What needs to be done >>
Set down the entries below exactly; drop the pictures.
*** Opening of Information ***
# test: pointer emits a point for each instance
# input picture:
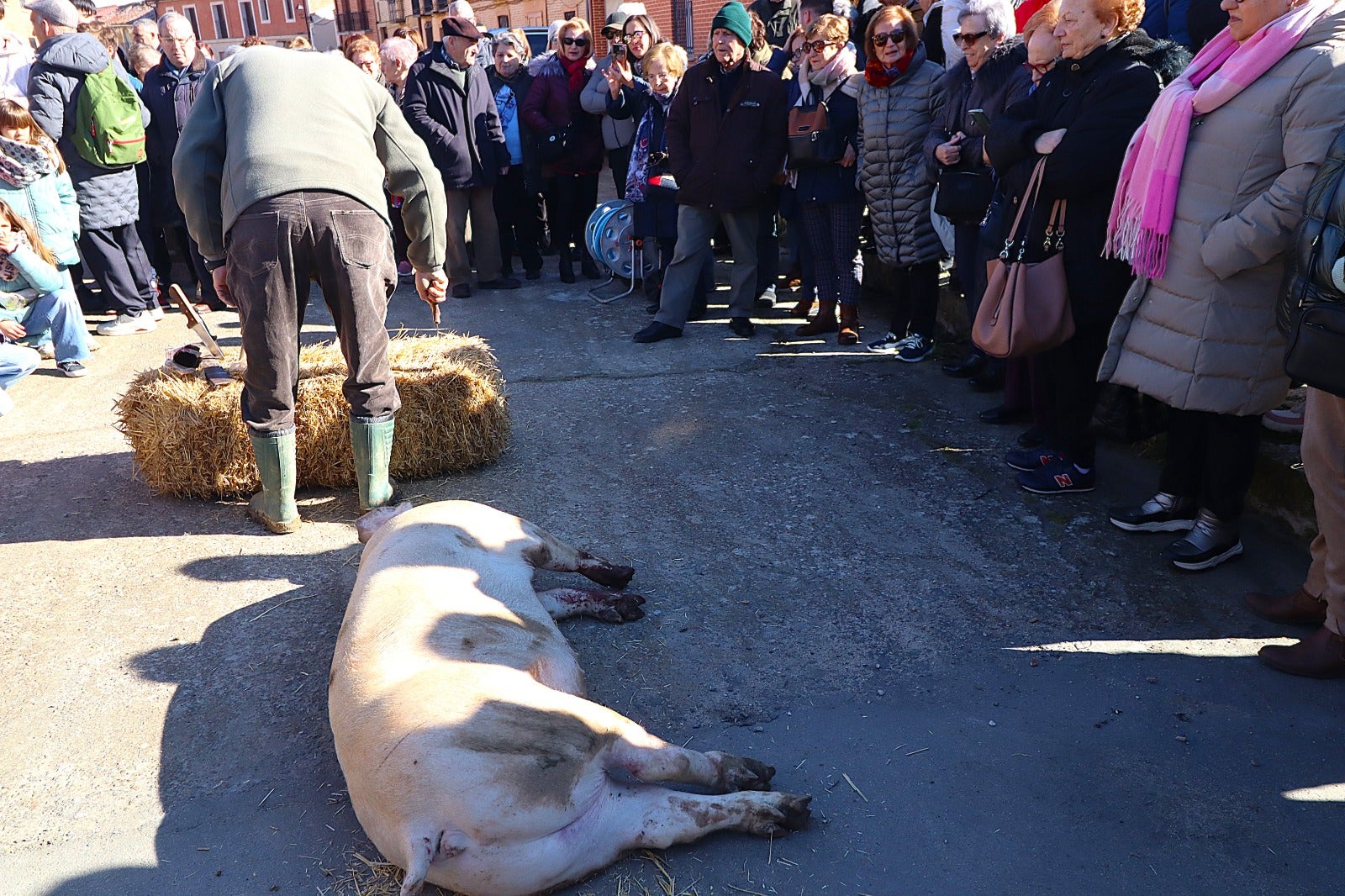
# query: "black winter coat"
(462, 131)
(726, 161)
(1318, 241)
(1100, 100)
(831, 183)
(168, 98)
(999, 84)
*** Close of Information ***
Result of this task >>
# test: pointer emits a point for each instance
# input picture:
# query: "black winter coat"
(462, 131)
(726, 161)
(1318, 241)
(1100, 100)
(831, 183)
(168, 98)
(999, 84)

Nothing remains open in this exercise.